→ **Exercise brief**
All lines ahead of the one containing "Note: pick out every instance of the name" are to be left out; that line and each one after it, through the end of the records below, are to be duplicated exactly.

- Opening Delimiter -

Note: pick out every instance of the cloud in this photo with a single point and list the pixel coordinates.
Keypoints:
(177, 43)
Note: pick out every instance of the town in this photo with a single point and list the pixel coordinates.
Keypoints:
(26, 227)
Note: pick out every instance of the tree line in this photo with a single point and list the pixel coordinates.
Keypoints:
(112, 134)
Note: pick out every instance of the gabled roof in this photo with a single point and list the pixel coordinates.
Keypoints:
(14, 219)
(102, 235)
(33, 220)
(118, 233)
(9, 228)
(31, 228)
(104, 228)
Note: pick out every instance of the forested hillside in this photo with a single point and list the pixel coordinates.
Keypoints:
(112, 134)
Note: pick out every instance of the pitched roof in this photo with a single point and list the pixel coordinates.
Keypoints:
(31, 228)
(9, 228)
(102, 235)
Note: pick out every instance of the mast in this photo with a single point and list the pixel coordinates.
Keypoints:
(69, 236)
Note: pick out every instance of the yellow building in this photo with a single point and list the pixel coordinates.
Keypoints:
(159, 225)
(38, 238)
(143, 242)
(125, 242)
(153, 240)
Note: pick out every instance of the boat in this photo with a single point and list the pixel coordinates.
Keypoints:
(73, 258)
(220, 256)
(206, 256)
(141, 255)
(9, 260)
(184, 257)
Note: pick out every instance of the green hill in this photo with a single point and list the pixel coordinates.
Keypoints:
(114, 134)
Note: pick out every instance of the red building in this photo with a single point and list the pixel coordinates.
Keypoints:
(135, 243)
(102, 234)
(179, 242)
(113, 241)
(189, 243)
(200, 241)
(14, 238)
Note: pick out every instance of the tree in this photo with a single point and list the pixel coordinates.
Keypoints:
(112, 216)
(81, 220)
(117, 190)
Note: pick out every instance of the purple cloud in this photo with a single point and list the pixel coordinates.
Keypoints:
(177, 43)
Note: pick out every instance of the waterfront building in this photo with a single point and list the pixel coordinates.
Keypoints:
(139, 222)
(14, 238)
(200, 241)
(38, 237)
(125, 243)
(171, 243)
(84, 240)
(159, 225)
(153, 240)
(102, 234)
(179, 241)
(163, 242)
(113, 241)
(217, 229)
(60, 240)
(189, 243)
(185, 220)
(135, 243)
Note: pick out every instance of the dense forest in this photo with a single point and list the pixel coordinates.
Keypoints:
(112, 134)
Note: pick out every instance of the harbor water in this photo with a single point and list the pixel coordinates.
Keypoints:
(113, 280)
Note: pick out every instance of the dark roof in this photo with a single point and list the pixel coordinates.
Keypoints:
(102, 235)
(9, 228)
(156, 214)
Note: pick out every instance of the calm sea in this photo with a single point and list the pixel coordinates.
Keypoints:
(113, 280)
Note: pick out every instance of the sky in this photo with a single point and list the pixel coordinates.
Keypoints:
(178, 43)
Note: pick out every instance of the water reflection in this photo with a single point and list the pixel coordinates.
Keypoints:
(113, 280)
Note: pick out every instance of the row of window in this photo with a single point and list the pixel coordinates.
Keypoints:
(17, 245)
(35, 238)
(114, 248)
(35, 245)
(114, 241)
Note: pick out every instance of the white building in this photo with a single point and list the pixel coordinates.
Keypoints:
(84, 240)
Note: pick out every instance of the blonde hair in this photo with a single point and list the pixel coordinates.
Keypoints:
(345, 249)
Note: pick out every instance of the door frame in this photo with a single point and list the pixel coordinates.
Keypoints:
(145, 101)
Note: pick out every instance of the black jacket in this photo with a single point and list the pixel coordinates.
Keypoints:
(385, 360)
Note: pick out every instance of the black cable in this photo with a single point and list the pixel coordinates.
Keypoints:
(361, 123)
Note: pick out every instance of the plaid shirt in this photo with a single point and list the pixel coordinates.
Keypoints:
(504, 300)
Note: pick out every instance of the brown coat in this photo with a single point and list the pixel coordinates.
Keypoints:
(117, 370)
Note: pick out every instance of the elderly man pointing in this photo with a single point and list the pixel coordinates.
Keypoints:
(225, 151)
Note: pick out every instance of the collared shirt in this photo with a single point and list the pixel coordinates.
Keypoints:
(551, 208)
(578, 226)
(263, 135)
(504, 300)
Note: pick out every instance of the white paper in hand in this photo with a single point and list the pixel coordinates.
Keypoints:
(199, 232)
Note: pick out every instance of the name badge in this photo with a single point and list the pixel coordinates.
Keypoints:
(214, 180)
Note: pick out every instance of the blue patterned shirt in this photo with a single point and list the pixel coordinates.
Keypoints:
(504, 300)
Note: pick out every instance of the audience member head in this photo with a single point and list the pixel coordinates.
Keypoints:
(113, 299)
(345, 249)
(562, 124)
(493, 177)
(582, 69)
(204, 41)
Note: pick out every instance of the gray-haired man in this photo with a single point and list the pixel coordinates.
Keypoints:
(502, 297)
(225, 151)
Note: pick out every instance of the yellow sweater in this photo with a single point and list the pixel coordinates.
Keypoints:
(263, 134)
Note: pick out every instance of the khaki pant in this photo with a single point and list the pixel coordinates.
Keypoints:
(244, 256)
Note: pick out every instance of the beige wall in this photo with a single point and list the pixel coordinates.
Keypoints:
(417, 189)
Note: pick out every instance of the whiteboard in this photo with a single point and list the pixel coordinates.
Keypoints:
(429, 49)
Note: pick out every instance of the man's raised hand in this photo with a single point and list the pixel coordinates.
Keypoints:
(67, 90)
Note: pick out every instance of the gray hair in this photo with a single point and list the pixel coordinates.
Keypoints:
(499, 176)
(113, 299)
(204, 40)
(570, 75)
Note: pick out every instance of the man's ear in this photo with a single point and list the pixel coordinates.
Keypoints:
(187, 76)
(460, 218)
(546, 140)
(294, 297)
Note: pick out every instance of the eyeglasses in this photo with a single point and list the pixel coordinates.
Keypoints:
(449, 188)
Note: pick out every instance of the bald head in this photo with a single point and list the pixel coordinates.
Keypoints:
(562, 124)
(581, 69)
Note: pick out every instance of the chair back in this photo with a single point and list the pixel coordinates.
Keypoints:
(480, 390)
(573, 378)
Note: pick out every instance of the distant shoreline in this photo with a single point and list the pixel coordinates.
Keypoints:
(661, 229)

- Closing Delimiter -

→ **Task response**
Note: pick out every instance of the name badge in this photo with a single point and list the pixel coordinates.
Keypoints:
(214, 180)
Note: pick out every instance of the blue patterned shirt in this photo with a single point and list the pixel coordinates.
Keypoints:
(504, 300)
Note: pick out every instance of the audience member head in this photo with a single point and list the pixel coordinates.
Keypoints:
(113, 299)
(345, 249)
(562, 124)
(493, 177)
(582, 69)
(204, 41)
Note: pick out every instance of the gray-haired man in this photo with a single point and list the pixel coordinates.
Keypoints:
(502, 297)
(225, 151)
Note: pick out every instance of the yellow sweater in this photo with a single point and list the pixel coordinates.
Keypoints:
(263, 134)
Note: pick out every instance of the khaki pant in this photo with a single point and list the pixel coordinates.
Keypoints:
(244, 256)
Note: pick out every instance of the beige wall in this photo with a single point and list the pixel coordinates.
Keypoints:
(417, 189)
Note: pick out every instance of the whiteboard in this photo with a single point and list the pixel coordinates.
Keypoints:
(429, 49)
Note: pick out every instance of the man's raised hand in this photo with a single point and list the pixel coordinates.
Keypoints:
(67, 90)
Note: pick out every instance of the gray hair in this photo with a single point and list the pixel coordinates.
Keypoints:
(499, 176)
(113, 299)
(204, 40)
(570, 75)
Note: pick out every instance of the man's ear in this photo with a single point and list the pixel coordinates.
Keypoints:
(187, 76)
(460, 218)
(546, 140)
(294, 297)
Note: pick out every instance of the eyeglasses in this photo with a single point and list the pixel coordinates.
Keypoints:
(449, 188)
Note: pick out every instance of the bald head in this photo with a single point and list the pixel coordinates.
Keypoints:
(562, 124)
(581, 69)
Note: pick out every instance of the chair back in this photo with a single point and list the pixel coordinates.
Keypoints:
(480, 390)
(573, 378)
Note: pick out every instance of the distant shoreline in this photo with a single point and list the pixel coordinates.
Keypoints:
(661, 229)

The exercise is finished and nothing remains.